>> BEGIN Data to use

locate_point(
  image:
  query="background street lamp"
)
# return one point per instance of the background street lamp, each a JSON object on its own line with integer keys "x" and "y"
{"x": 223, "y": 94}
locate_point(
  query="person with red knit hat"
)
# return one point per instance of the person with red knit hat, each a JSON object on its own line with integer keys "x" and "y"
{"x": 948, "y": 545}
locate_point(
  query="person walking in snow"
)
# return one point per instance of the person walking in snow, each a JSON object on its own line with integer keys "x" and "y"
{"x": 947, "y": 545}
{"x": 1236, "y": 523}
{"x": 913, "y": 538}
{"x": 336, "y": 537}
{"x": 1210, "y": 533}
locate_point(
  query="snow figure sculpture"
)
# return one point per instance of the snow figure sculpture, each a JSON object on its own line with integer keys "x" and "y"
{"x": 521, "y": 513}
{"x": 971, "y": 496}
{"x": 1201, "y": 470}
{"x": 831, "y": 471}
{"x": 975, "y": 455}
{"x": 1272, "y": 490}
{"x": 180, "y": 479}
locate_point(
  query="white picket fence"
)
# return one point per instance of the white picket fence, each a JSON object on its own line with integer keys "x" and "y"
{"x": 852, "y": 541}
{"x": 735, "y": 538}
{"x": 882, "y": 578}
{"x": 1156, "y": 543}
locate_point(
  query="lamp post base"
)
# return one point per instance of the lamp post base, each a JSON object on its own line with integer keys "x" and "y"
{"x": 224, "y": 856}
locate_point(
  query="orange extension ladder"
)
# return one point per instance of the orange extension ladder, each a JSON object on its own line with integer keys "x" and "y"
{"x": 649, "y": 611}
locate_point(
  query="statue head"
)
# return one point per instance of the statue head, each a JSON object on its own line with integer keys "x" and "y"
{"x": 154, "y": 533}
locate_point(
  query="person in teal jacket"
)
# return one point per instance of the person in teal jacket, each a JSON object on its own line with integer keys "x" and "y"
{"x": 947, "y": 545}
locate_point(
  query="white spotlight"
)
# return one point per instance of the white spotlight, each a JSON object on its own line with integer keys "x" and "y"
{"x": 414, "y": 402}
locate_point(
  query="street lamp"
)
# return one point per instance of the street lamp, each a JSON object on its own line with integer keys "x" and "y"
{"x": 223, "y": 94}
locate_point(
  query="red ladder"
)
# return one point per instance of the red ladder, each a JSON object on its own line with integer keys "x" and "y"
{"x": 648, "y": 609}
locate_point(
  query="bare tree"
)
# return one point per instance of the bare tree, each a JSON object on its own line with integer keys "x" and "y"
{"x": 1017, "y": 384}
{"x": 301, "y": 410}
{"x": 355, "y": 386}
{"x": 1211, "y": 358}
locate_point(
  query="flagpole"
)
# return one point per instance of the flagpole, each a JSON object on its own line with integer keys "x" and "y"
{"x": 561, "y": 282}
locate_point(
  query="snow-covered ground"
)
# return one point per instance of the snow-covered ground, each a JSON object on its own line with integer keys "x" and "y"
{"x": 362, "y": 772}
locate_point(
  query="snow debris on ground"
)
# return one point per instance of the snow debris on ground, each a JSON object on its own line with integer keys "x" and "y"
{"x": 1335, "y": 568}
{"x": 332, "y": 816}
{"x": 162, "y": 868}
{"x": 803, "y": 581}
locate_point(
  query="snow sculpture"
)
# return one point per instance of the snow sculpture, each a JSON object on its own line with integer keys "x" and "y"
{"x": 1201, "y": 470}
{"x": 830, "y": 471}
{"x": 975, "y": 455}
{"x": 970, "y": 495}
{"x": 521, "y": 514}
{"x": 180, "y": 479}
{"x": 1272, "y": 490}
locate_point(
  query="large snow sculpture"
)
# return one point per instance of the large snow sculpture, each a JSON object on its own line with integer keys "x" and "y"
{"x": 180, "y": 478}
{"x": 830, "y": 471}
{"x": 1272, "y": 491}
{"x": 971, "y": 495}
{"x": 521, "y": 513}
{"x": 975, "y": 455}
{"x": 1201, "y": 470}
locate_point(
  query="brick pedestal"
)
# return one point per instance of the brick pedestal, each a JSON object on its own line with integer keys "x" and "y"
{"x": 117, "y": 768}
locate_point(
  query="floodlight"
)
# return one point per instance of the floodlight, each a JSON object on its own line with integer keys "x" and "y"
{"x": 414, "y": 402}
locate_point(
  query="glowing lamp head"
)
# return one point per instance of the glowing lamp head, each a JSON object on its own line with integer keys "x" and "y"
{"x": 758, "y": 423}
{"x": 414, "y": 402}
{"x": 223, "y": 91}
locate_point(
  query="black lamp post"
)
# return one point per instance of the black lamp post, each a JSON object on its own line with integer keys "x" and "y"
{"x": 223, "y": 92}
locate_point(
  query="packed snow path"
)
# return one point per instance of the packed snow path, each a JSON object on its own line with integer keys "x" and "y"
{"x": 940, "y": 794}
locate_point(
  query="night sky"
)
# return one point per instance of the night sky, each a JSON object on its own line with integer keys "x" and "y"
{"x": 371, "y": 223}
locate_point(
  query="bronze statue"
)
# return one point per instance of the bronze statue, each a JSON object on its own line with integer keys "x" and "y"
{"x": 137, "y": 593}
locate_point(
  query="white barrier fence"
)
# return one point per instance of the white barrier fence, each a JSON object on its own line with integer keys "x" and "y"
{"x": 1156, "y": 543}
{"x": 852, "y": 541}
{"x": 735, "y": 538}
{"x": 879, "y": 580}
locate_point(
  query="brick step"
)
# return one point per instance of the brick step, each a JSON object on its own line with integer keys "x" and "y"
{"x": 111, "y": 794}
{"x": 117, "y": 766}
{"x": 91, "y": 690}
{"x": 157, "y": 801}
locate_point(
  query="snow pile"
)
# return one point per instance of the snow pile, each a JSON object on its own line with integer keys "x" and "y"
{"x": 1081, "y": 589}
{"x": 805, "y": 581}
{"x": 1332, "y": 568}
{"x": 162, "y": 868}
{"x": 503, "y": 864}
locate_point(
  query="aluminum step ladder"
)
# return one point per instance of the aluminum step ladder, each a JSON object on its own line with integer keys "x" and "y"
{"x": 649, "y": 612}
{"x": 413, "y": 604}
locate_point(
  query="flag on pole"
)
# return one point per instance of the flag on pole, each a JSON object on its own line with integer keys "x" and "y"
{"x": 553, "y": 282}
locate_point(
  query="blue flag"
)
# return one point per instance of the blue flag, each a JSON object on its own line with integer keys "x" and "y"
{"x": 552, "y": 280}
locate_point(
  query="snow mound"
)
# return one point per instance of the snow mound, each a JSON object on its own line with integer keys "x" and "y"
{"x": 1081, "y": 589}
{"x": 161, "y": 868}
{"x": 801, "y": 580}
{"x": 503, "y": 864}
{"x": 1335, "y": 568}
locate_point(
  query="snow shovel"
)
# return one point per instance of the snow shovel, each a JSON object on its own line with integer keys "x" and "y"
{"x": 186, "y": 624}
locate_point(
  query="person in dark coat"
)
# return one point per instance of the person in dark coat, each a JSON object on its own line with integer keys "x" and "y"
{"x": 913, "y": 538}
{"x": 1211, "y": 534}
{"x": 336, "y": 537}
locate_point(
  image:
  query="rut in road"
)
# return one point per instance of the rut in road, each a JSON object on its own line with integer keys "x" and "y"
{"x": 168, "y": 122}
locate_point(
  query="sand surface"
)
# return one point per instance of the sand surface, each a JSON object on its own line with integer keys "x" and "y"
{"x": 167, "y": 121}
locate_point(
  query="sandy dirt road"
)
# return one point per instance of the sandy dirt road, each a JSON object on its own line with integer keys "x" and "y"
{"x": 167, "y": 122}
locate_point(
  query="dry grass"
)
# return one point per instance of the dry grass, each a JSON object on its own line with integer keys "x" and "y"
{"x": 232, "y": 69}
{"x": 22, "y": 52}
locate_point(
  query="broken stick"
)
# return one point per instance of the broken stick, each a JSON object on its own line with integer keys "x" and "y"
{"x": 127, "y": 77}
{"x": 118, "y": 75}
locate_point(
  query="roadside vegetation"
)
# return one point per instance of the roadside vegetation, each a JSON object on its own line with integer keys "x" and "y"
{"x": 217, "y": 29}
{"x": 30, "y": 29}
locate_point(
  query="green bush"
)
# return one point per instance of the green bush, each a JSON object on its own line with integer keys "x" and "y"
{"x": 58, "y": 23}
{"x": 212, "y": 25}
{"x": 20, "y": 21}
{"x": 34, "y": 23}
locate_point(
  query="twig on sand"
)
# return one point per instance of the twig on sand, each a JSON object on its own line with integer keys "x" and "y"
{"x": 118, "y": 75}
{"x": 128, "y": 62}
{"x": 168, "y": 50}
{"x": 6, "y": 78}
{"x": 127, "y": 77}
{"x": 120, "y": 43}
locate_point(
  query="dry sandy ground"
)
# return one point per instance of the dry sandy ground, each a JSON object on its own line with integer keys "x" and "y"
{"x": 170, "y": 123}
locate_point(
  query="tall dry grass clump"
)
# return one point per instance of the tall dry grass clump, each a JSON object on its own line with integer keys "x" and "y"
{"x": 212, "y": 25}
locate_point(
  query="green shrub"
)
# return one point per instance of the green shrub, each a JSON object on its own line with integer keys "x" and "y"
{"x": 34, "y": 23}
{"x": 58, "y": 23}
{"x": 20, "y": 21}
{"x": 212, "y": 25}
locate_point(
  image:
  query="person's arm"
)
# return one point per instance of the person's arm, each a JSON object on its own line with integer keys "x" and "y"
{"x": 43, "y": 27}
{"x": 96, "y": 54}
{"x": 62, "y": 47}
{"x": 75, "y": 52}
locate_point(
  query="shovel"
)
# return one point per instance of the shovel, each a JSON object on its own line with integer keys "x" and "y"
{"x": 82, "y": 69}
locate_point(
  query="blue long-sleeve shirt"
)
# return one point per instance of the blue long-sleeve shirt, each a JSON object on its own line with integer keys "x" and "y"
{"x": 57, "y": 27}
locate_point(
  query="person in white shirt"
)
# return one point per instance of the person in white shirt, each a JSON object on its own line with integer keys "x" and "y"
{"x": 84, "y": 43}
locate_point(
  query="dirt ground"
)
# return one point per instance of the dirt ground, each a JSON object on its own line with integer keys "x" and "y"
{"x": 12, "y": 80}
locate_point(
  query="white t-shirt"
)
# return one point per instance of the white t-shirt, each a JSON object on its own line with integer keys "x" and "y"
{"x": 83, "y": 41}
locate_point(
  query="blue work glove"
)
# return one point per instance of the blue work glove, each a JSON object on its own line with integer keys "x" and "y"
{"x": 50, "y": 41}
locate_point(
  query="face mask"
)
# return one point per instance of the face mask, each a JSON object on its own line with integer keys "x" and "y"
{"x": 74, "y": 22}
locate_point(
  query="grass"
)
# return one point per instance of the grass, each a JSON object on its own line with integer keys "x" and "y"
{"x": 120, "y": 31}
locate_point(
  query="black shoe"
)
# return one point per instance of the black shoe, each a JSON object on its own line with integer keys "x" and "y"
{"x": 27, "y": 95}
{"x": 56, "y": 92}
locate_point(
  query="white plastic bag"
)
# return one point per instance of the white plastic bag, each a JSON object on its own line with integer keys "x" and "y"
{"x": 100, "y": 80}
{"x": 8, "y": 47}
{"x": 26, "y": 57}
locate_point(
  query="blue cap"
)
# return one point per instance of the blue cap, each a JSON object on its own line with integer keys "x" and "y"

>> END Data to use

→ **Task objective**: Select each line of the data above that contains the string "extension" and copy it.

→ **Written reply**:
  query="orange extension ladder"
# return one point per instance of the orange extension ladder, each a JSON object on its own line with integer keys "x" and "y"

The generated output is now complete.